Records to process:
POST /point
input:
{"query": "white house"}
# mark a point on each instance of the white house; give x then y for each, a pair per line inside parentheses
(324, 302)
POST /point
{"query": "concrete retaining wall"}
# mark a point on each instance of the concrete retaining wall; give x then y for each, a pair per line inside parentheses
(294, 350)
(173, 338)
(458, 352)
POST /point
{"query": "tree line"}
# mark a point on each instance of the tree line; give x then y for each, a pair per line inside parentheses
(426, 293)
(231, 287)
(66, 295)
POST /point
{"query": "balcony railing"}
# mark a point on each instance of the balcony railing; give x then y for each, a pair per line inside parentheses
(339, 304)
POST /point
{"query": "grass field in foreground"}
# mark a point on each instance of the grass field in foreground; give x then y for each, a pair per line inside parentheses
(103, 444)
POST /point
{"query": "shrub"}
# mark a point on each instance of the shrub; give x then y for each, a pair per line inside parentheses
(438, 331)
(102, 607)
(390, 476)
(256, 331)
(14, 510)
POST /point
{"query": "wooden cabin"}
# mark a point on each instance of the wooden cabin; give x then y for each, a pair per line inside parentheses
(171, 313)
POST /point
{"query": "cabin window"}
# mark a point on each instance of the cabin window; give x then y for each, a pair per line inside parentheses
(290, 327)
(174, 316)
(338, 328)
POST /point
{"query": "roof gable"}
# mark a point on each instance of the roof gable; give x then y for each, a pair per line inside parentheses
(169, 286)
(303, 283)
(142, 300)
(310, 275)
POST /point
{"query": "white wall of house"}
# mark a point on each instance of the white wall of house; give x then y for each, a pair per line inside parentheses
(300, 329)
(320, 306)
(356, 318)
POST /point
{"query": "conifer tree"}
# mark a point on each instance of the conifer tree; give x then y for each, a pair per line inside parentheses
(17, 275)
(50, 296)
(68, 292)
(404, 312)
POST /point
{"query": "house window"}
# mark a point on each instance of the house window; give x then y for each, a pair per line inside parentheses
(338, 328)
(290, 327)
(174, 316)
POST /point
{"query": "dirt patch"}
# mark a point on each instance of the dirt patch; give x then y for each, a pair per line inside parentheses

Objective: Every line of the data above should be copied exactly.

Exercise response:
POST /point
input:
{"query": "white house"}
# mark a point on each instance of the white house; give x then y for each, a pair per line inside parentheses
(324, 302)
POST /point
{"query": "concrete retaining wall"}
# mark a point on each instance of the concrete retaining wall; give x then y for each, a pair per line inside parentheses
(294, 350)
(173, 338)
(458, 352)
POST /point
{"query": "tree line"}
# mark a point on each instance of the tree line; give x then y for each, a pair per line inside parentheses
(426, 293)
(231, 287)
(66, 295)
POST /point
{"query": "balcony railing"}
# mark a point on each instance of the balcony railing; give x then y for each, a pair per line inside parentheses
(339, 304)
POST /point
{"query": "grass field in foreground"}
# mark a point on each instance of the grass field in foreground; give x then y for each, a pair per line inside parentheses
(103, 444)
POST /point
{"query": "shrub"}
# mark a point on each instance of the shrub; give x then y for each, a pair per line inside parentheses
(438, 331)
(102, 607)
(390, 476)
(256, 331)
(14, 510)
POST /point
{"query": "wooden cabin"}
# mark a point on each instance of the wooden cabin; give x then y for each, a pair per line inside parentheses
(171, 313)
POST /point
{"query": "cabin window"}
# mark a point on each instance of the cabin window; give x then y for each, a pair per line inside parentheses
(290, 327)
(174, 316)
(338, 328)
POST /point
{"query": "roof gable"}
# mark a point on each instance of the roof gable; give x then y for each, a pair per line inside parentheses
(169, 286)
(303, 283)
(142, 300)
(310, 275)
POST /point
{"query": "white wall of house"}
# mark a point on each instance of the white wall of house; give x then y for each, a pair per line inside parentheses
(300, 329)
(320, 306)
(356, 318)
POST /point
{"query": "conifer tree"}
# mark a point on each instance of the conifer tree; give x then y for each, a pair per line inside parentheses
(17, 275)
(50, 296)
(68, 292)
(404, 312)
POST /point
{"query": "house window"}
# mark a point on each instance of the house window; give x then y for each, a pair per line inside parentheses
(338, 328)
(290, 327)
(174, 316)
POST /point
{"query": "dirt patch"}
# mark a point on each instance of the dirt patch; give x then y for each, a pair per line inside parentheses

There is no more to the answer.